Transcribe all the entries word for word, skipping the pictures.
Start Exercise materials
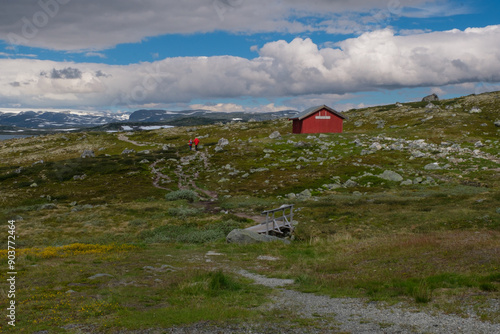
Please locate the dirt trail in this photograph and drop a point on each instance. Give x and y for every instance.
(187, 178)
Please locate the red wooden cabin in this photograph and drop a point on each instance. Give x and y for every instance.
(321, 119)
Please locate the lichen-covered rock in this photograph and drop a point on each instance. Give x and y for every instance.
(245, 237)
(430, 98)
(389, 175)
(275, 135)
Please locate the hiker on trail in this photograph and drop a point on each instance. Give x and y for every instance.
(196, 142)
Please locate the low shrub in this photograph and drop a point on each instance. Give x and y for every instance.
(188, 195)
(183, 212)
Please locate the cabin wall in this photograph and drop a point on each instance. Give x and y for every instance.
(321, 122)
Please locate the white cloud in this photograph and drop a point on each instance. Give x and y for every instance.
(97, 24)
(372, 61)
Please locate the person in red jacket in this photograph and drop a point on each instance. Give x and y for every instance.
(196, 142)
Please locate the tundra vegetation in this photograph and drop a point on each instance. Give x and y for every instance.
(403, 207)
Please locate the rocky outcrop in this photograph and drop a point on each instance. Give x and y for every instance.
(430, 98)
(245, 237)
(88, 154)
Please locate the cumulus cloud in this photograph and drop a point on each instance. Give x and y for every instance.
(97, 24)
(372, 61)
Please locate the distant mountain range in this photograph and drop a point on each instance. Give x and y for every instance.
(45, 120)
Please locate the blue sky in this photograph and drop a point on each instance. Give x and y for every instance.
(228, 55)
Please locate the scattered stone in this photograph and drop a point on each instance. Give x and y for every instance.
(79, 177)
(380, 124)
(430, 98)
(88, 154)
(275, 135)
(267, 258)
(261, 169)
(432, 166)
(163, 268)
(48, 206)
(212, 253)
(128, 151)
(245, 237)
(305, 194)
(350, 184)
(302, 144)
(223, 142)
(100, 275)
(417, 154)
(391, 176)
(332, 186)
(376, 146)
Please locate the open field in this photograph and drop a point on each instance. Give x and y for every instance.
(403, 208)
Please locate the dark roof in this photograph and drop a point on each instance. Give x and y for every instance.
(313, 110)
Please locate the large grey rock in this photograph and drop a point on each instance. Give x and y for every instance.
(305, 194)
(432, 166)
(389, 175)
(430, 98)
(350, 184)
(100, 275)
(223, 142)
(88, 154)
(128, 151)
(245, 237)
(275, 135)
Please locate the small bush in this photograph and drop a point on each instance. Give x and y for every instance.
(188, 195)
(422, 293)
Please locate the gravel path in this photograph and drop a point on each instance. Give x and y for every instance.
(354, 315)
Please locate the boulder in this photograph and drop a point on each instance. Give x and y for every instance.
(430, 98)
(88, 154)
(223, 142)
(432, 166)
(389, 175)
(275, 135)
(305, 194)
(350, 184)
(128, 151)
(245, 237)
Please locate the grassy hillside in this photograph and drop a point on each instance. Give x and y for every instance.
(404, 206)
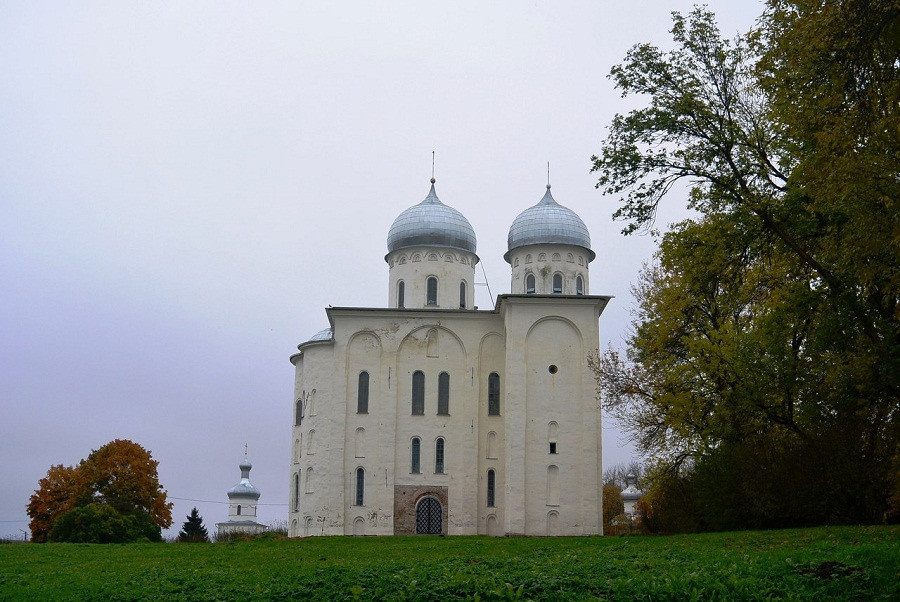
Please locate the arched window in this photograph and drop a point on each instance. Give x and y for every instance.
(491, 485)
(360, 486)
(418, 392)
(431, 291)
(492, 445)
(443, 393)
(360, 443)
(494, 394)
(362, 393)
(415, 465)
(553, 485)
(439, 456)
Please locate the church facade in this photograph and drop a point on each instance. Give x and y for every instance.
(431, 416)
End Exercise materials
[Answer for this exercise]
Please locate the dirt trail in this photograph and drop a point on each instance. Give x and y for every instance.
(187, 178)
Please locate the red wooden cabin in this photograph and drop a point on each instance. Give x and y for every instance.
(321, 119)
Please locate the lichen-covered rock in this photograph and drop a point on each instance. Give x and y for every instance.
(245, 237)
(430, 98)
(389, 175)
(275, 135)
Please locate the hiker on trail in this photograph and drop a point on each instance. Give x and y for every instance.
(196, 142)
Please locate the low shrub in this photograph and drop a point on each instance. Give x and y for every instance.
(188, 195)
(183, 212)
Please locate the cabin wall in this photograph and drop a point on each instance. Give x and y for every instance.
(321, 122)
Please locate the white cloud in this photograph and drop a point on each instance. Give x and y for every instance.
(97, 24)
(372, 61)
Please locate the person in red jacket in this photograph and drop a point on each instance. Give x and y for every instance.
(196, 142)
Please locate the tundra vegetation in this photograph and drop a point on each instance. Give x and y for every instance.
(403, 207)
Please locate the rocky outcrop in this photograph and drop a point on each instance. Give x and y for every instance.
(430, 98)
(245, 237)
(88, 154)
Please locate the cumulus cloud in this photograph and drop a point on each instance. Give x and y for every instance.
(97, 24)
(372, 61)
Please locate the distant mountain range in this photograph and drop a point on each instance. Give x and y for every instance.
(45, 120)
Please locate the blue sky in this photograph and drop a point on each instance. Give x and y for every instance.
(228, 55)
Please locate the scattered stone in this photograph and drop a point on each instance. Give x and y for every instance.
(79, 177)
(380, 124)
(430, 98)
(88, 154)
(275, 135)
(267, 258)
(261, 169)
(432, 166)
(163, 268)
(48, 206)
(212, 253)
(128, 151)
(245, 237)
(305, 194)
(350, 184)
(302, 144)
(223, 142)
(100, 275)
(417, 154)
(391, 176)
(332, 186)
(376, 146)
Please locate the open field in this photograph and drop a point on each instance. Give x and y for every instance.
(403, 208)
Please locate the dark roof in this photograph and drop a point on each instance. Give x and y for every instance.
(313, 110)
Please locate the large grey rock in this photograph and drop a point on each instance. Give x and y for every instance.
(305, 194)
(432, 166)
(389, 175)
(430, 98)
(350, 184)
(100, 275)
(223, 142)
(88, 154)
(128, 151)
(245, 237)
(275, 135)
Please locate the small bush in this photograph and drop a point on each instance. Give x and y for every instance.
(188, 195)
(422, 293)
Please locate the gravel path in this photograph and drop a point on each instance. Give x and y for every instance.
(354, 315)
Please locate the boulder in this photograph and drop a point on each instance. Give x and y for every instance.
(430, 98)
(88, 154)
(223, 142)
(432, 166)
(389, 175)
(275, 135)
(305, 194)
(350, 184)
(128, 151)
(245, 237)
Please locate the grassy hillside in this photograph and drop a point on each instance. Give x and y for every instance.
(404, 206)
Please locate the arched window in this photograph and drop a point on each instance. Give x and y for every instance.
(491, 485)
(360, 486)
(418, 392)
(431, 291)
(492, 445)
(443, 393)
(360, 443)
(494, 394)
(362, 393)
(415, 465)
(553, 485)
(439, 456)
Please locate the church facade in this photograph and drop a point on each instance. Give x and y for every instance.
(431, 416)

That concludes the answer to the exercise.